Records from a data collection
===
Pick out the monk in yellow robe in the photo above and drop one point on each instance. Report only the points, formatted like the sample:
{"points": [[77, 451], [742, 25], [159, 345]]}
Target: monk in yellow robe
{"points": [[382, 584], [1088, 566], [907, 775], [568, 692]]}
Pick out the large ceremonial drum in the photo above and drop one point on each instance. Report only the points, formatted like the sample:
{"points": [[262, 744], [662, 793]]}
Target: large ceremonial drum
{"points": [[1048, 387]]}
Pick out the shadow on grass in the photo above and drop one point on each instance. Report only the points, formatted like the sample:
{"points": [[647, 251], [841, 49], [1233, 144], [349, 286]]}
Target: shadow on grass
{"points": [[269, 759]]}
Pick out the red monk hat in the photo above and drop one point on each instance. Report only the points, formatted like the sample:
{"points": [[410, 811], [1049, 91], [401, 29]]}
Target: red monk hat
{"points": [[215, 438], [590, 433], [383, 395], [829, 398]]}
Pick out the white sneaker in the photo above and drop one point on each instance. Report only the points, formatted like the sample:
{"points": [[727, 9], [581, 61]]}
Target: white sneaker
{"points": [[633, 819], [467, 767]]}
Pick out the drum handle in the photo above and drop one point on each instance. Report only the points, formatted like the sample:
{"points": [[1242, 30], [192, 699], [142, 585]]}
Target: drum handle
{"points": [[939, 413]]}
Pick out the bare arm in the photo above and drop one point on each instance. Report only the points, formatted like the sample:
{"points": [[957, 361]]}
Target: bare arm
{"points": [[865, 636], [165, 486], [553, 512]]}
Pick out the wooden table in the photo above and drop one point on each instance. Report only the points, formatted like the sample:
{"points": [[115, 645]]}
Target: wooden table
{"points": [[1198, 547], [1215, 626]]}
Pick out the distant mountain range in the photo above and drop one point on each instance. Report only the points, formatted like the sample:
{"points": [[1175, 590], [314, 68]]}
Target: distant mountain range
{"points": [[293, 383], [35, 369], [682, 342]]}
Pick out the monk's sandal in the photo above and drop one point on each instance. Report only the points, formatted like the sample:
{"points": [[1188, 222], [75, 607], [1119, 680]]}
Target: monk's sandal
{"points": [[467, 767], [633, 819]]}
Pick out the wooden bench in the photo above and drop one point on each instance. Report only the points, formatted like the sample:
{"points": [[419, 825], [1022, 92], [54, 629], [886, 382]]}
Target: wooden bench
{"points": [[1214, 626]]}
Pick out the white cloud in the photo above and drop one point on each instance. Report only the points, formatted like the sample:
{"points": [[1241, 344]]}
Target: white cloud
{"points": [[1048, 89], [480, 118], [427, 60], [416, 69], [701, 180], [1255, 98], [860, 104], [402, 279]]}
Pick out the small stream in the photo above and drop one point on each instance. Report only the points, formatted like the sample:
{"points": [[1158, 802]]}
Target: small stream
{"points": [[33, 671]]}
===
→ To be done
Please reproduce every one of the records above word for word, without changing anything.

→ Answer to this exercise
Pick out the monk in yellow robe in the photo above and drop one point on each instance. Report only the points, formatted like the sample:
{"points": [[77, 451], [742, 25], [159, 345]]}
Target: monk in yellow robe
{"points": [[382, 584], [1088, 566], [907, 775], [568, 692]]}
Pick out the large ceremonial drum in the photo above and drop one point on each instance. Report only the points, formatted like the sample:
{"points": [[262, 744], [662, 793]]}
Target: large ceremonial drum
{"points": [[1048, 387]]}
Pick out the shadow on grass in the photo above and drop one point on each instance. Report only the points, formatted like the sample:
{"points": [[647, 251], [841, 49], [1233, 144], [349, 286]]}
Target: shadow on grass
{"points": [[269, 759]]}
Pick out the red monk hat in the photo above and drop one point on each instance. Report only the points, formatted like the sample:
{"points": [[410, 811], [1049, 91], [401, 29]]}
Target: red monk hat
{"points": [[215, 438], [590, 433], [383, 395], [829, 398]]}
Pick out the white sneaker in the photo above and drop one point on each instance. Report only the points, formatted like the sample:
{"points": [[727, 9], [581, 61]]}
Target: white sneaker
{"points": [[633, 819], [467, 767]]}
Pick out the drum handle in the photo above and drop one point on each instance. Report only the points, formatted like the sample:
{"points": [[1242, 30], [192, 699], [142, 585]]}
Target: drum handle
{"points": [[939, 413]]}
Pick out the bare arm in the photo above and drop one point on each instance. Report only the points, formatted like the sample:
{"points": [[957, 361]]}
Target: bare arm
{"points": [[865, 636], [165, 486], [553, 512]]}
Pick out the wooden table in the photo above and drop one point on each instance. Report only the points, formatted like the sample:
{"points": [[115, 645]]}
Target: wooden table
{"points": [[1198, 547], [1215, 626]]}
Pick out the distant mountain range in the photo above and drop one point on each instance. Report only the points, formatted like the sample:
{"points": [[1175, 590], [314, 68]]}
Target: distant mountain range
{"points": [[293, 383], [35, 369], [682, 342]]}
Pick out the monk's sandal in the photo above and drop one point on each instance. Report only the points, formatted like the sample:
{"points": [[1188, 222], [75, 607], [1119, 680]]}
Target: monk's sandal
{"points": [[467, 767], [633, 819]]}
Pick out the wooden bench in the photo above and drop one point on each instance. Report only the points, formatted like the sample:
{"points": [[419, 825], [1022, 92], [54, 629], [886, 382]]}
Target: wooden bench
{"points": [[1214, 626]]}
Pick out the white cloud in the photo above and drop one point on each instance. Report only the points, formatted like the sample:
{"points": [[1241, 344]]}
Target: white cloud
{"points": [[1048, 89], [480, 118], [427, 60], [416, 69], [701, 180], [1255, 98], [860, 104], [402, 279]]}
Pick out the small stream in the photo above and drop one point on each instance. Report only the points, formatted like the sample:
{"points": [[1158, 802]]}
Target: small stream
{"points": [[33, 671]]}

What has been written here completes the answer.